DATASET RECORDS:
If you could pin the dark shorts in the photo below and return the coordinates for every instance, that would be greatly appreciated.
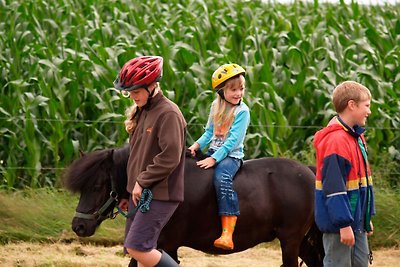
(143, 229)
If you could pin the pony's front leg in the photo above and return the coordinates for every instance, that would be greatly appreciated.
(173, 254)
(133, 263)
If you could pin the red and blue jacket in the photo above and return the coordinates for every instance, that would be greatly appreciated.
(343, 187)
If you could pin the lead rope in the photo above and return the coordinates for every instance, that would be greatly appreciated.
(143, 205)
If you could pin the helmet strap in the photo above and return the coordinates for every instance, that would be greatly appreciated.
(151, 94)
(221, 94)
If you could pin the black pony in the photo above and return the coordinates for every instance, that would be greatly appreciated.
(276, 197)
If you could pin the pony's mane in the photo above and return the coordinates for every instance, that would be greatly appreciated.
(82, 172)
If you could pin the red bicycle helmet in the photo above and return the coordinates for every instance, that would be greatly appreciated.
(139, 72)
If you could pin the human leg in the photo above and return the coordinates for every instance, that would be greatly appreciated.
(228, 204)
(336, 253)
(143, 233)
(224, 174)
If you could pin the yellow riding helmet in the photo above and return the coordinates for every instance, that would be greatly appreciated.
(224, 73)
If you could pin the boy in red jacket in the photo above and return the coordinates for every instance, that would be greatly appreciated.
(344, 199)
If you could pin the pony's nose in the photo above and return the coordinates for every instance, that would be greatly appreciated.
(79, 229)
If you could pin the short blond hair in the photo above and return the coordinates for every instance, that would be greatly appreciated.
(349, 90)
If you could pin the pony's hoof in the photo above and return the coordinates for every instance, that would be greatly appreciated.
(224, 244)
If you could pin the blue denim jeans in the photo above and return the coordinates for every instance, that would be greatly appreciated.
(224, 174)
(340, 255)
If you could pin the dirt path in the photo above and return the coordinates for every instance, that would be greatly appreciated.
(66, 255)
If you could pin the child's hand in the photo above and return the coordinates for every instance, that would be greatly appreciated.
(372, 229)
(206, 163)
(193, 148)
(123, 204)
(347, 236)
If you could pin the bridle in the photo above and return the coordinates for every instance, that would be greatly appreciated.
(109, 204)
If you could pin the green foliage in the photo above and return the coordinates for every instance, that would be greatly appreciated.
(58, 60)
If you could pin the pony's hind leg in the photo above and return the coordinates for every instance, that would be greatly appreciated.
(290, 252)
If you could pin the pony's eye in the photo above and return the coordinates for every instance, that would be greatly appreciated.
(97, 187)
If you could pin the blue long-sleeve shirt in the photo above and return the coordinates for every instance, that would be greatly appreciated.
(232, 144)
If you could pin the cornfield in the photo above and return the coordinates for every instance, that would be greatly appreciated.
(58, 60)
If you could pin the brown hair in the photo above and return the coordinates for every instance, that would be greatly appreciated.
(349, 90)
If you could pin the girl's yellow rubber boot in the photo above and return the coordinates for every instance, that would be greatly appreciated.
(228, 226)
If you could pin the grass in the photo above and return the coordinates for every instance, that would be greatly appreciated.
(44, 215)
(58, 60)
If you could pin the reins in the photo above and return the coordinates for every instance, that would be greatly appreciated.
(143, 205)
(111, 203)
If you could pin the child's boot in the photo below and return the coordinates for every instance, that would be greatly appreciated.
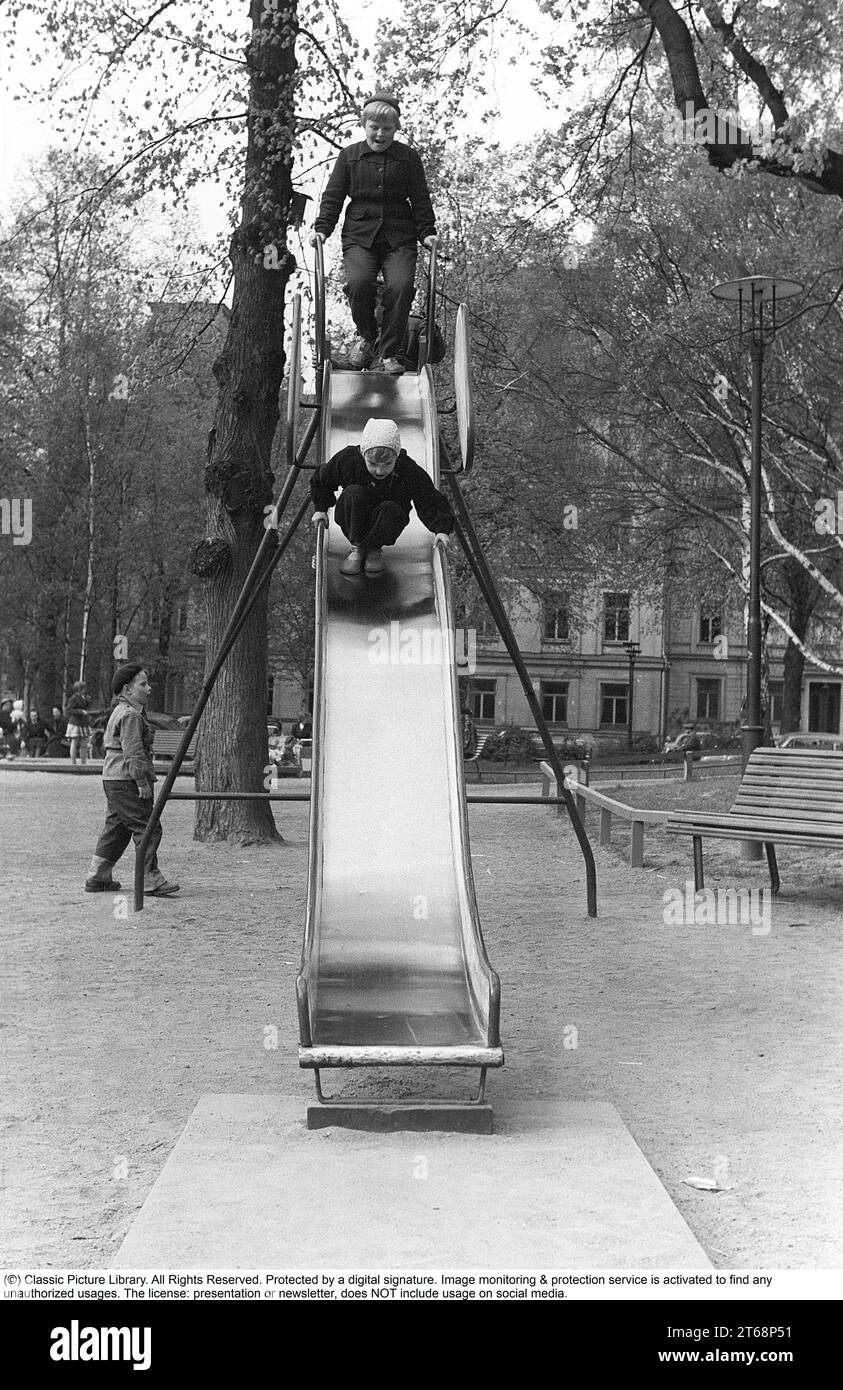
(99, 876)
(362, 353)
(354, 560)
(155, 886)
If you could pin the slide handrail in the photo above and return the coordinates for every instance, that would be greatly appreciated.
(462, 387)
(319, 310)
(431, 305)
(294, 381)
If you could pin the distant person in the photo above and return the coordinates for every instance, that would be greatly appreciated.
(388, 213)
(18, 719)
(469, 734)
(78, 723)
(380, 483)
(303, 726)
(7, 729)
(128, 777)
(36, 734)
(57, 730)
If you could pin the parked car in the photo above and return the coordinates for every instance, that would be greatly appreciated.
(833, 742)
(692, 738)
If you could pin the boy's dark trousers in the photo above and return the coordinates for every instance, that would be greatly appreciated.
(128, 812)
(398, 264)
(366, 520)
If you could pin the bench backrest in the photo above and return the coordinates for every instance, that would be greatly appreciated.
(166, 742)
(795, 784)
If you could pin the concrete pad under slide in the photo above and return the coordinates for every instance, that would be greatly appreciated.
(559, 1186)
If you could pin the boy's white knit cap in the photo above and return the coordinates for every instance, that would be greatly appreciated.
(380, 434)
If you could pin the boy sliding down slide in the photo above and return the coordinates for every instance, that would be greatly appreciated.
(380, 483)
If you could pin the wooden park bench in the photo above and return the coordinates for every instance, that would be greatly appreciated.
(166, 744)
(786, 797)
(635, 816)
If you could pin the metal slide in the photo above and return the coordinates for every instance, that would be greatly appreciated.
(394, 969)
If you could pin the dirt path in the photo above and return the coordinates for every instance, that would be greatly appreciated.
(715, 1043)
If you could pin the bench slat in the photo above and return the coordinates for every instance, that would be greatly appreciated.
(782, 820)
(778, 837)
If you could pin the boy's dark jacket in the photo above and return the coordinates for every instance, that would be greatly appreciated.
(388, 196)
(408, 484)
(127, 744)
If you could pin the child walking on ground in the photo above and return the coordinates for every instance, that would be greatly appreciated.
(390, 210)
(128, 779)
(78, 726)
(380, 483)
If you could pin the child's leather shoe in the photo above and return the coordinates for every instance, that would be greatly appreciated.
(360, 353)
(354, 560)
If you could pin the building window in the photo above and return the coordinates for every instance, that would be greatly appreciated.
(554, 701)
(708, 699)
(554, 619)
(615, 624)
(482, 699)
(711, 627)
(612, 705)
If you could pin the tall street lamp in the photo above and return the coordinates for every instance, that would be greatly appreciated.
(757, 298)
(632, 651)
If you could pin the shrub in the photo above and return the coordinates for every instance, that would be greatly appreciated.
(509, 742)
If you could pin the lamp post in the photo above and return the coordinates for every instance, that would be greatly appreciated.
(757, 298)
(632, 651)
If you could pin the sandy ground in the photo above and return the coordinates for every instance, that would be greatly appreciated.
(719, 1045)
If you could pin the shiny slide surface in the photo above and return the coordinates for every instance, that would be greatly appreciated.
(394, 969)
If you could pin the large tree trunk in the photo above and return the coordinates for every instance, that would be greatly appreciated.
(803, 598)
(233, 745)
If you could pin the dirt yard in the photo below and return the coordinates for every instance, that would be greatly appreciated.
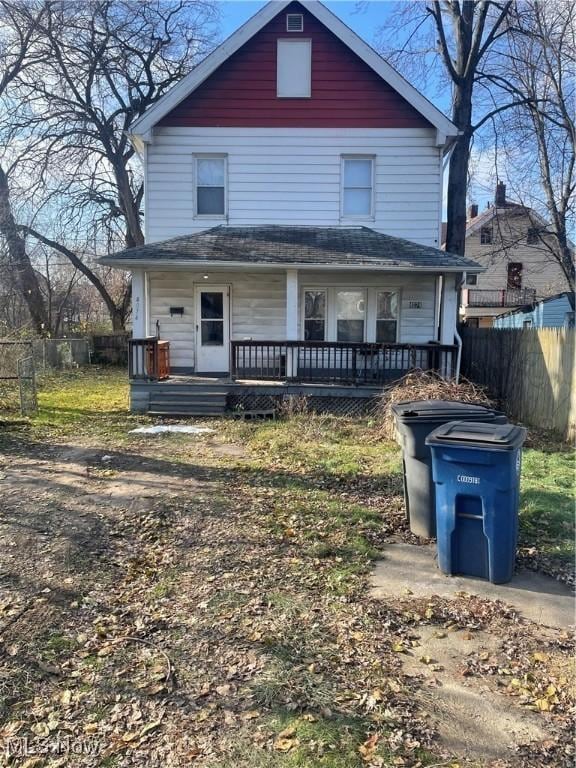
(203, 600)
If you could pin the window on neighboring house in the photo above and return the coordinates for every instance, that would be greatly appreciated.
(514, 281)
(211, 186)
(294, 69)
(315, 315)
(386, 316)
(350, 312)
(358, 187)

TASK OBJECTIVE: Each word of the data should be repeated exactly, and the pictures left out.

ANSWER SPACE:
If you could pin the dark shorts in the photo below and return the coordinates for every instance, that would be greatly appreciated.
(143, 229)
If you could pin the pony's front leg in the photo above and return the coordinates for every instance, that would be greatly appreciated.
(173, 254)
(133, 263)
If you could pin the red and blue jacket in the photo above and return the coordinates for every instance, that would be greatly appreciated.
(343, 187)
If you could pin the lead rope in the photo above and return the coordinates for every instance, that would be greatly appreciated.
(143, 205)
If you could pin the helmet strap in the photo above and return the coordinates for every instance, that would be greatly appreciated.
(151, 94)
(221, 94)
If you could pin the black pony in the photo above and return the coordinates for every instance, that would be greatly appreciated.
(276, 197)
If you could pin the pony's mane in the photo above and return the coordinates for every instance, that would be greatly appreciated.
(82, 172)
If you could pin the red bicycle helmet in the photo above and return the coordinates for every instance, that would be greatly appreciated.
(139, 72)
If you could pin the human leg in the photo above and return the coordinates for every instance, that would be greatly appreciated.
(228, 204)
(336, 253)
(143, 233)
(224, 174)
If you could pin the yellow riding helmet in the photo above and return the coordinates for every instance, that would be greatly appreciated.
(224, 73)
If you could pin the boy in red jacket in the photo above and return the coordinates for every instance, that would be greatly appreciated.
(344, 199)
If you could pin the pony's nose in the photo above and return the coordinates for every instance, that would be greatly appreciated.
(79, 229)
If you could pin the short blond hair in the photo above and return the coordinates for every instance, that would be greatly appreciated.
(349, 90)
If you could pin the pony's hoof in the photo above and return the coordinates for every instance, that would be greatly appreciated.
(224, 244)
If you could pin the blue denim jeans in the photo above and return the coordinates for every instance, that would be greatly appreciated.
(224, 174)
(340, 255)
If you could pin the dirt path in the photo above and return the coordinates for every instance, that would be greatly appreciated.
(66, 255)
If you could pin the child's hand in the photo above and return the coordinates for every instance, that would be greatly appreciated.
(372, 229)
(206, 163)
(193, 148)
(123, 204)
(347, 236)
If you could pin the bridle in the photo above and return the coordinates for every instance, that would be greatly appreciated.
(109, 204)
If you could pin the green foliage in the photo above and return the coordinates for every instance, that would be greatly appreciated.
(58, 60)
If you could pin the pony's hind leg in the photo above and return the coordinates for every instance, that would be greatly appreciated.
(290, 252)
If you could pin the pony's eye in the photo above and return the coordinates for every instance, that would be greatly appreciated.
(97, 187)
If you could pin the blue long-sleeve shirt in the photo above and return the coordinates for every instance, that would be greatly appreciated.
(232, 144)
If you could pin the cornfield in the photo above and return the coordinates for every instance, that would be greatly appreciated.
(58, 60)
If you could pin the brown hair in the photo above and return the coordinates for every instance, that would be greatly appreciated.
(349, 90)
If you could pin the girl's yellow rubber boot in the photo above and return the coordinates for every instance, that would be greatly appreciated.
(228, 226)
If you could pin the grass in the photo above and return the coordinates for every instance, that would be greatly appreciated.
(44, 215)
(58, 60)
If you could pin the reins in the photo above and return the coordinates for every instance, that would be greatly appreciated.
(143, 205)
(111, 203)
If you could pin the child's boot in the photo below and return the coordinates for every instance, that would be greatly appreciated.
(99, 876)
(362, 353)
(354, 560)
(155, 886)
If you could pin the slide handrail in the photo above and return the coordinates for every instance, that would be greatly appreciated.
(462, 387)
(319, 310)
(431, 305)
(294, 381)
If you could pin the distant person in the photo above and return the coordinates for every instance, that would be greatly appreciated.
(388, 213)
(18, 719)
(469, 734)
(78, 723)
(380, 483)
(303, 726)
(7, 729)
(128, 777)
(36, 734)
(57, 730)
If you could pin the parked car in the photo above and return the coordinates for every instance, that would be greatly appreciated.
(833, 742)
(692, 738)
If you could pin the boy's dark trousers in the photo above and return the coordinates for every instance, that would be greatly appreciated.
(128, 812)
(398, 264)
(366, 520)
If you could pin the bench backrest in the photo above and return the coordinates for every instance, that would be greatly appreciated.
(166, 742)
(795, 784)
If you could pin the concrete pad under slide in the photo above and return the coordinates for every instance, that would be greatly appreciated.
(559, 1186)
If you could pin the boy's white knit cap in the photo above and return the coordinates for every instance, that would be greatly appreciated.
(380, 434)
If you could pin the boy sliding down slide in the photo above and return the coordinates for every instance, that would be greatly appreciated.
(380, 483)
If you could pin the wooden park bench in the photo above and return the coordinates for every instance, that would be greatly appreciated.
(166, 744)
(786, 797)
(635, 816)
If you could pin the metal slide in the photo above and return the coordinates for every instance, that would be greatly appreciated.
(394, 969)
If you could pin the dirt path in the photo above and return the coordinates for every instance, that would be greatly appreciated.
(715, 1043)
If you could pin the bench slat in the photo above and return the coordinates for every instance, that would be greatly appreciated.
(782, 820)
(778, 837)
If you could pin the boy's dark jacket in the photo above and return the coordinates for every instance, that would be greatly appreciated.
(388, 196)
(408, 484)
(127, 744)
If you could pin the child walking on ground in the photo above and return the coordinates for every instance, that would be greatly appreciated.
(390, 210)
(128, 779)
(78, 726)
(380, 483)
If you could pin the child's leather shoe in the photo above and return the coordinates for every instance, that would be greatly appreciated.
(360, 353)
(354, 560)
If you could pin the building window in the photo above and return the coordinates for every instance, that would be greatly appreciated.
(554, 701)
(708, 699)
(554, 619)
(615, 624)
(482, 699)
(711, 627)
(612, 705)
If you could pin the tall street lamp in the photo above and return the coordinates for every instance, that would be greatly appreciated.
(757, 298)
(632, 651)
If you could pin the shrub in the photo above and return the coordinates for every instance, that would be greatly appreciated.
(509, 742)
If you could pin the lamp post in the photo above and return the coordinates for every instance, that would be greatly appreciated.
(757, 298)
(632, 651)
If you could pin the sandy ground in the photo above and return the coordinates for every instance, that would be greatly appreciated.
(719, 1045)
If you could pin the shiny slide surface in the photo above and return the coordinates for every instance, that would be greatly appreciated.
(394, 969)
If you could pin the large tree trunk in the photo above and return the coordinates for every instance, that would be greatly appreciated.
(803, 598)
(233, 745)
If you could pin the dirt yard in the photo below and return the coordinates for every instance, that would be greatly appreciated.
(203, 600)
If you could pin the window on neighboring house in the photo above and return the coordinates for every instance, that would be greatly appreciated.
(514, 281)
(211, 186)
(294, 69)
(315, 315)
(386, 316)
(350, 312)
(358, 187)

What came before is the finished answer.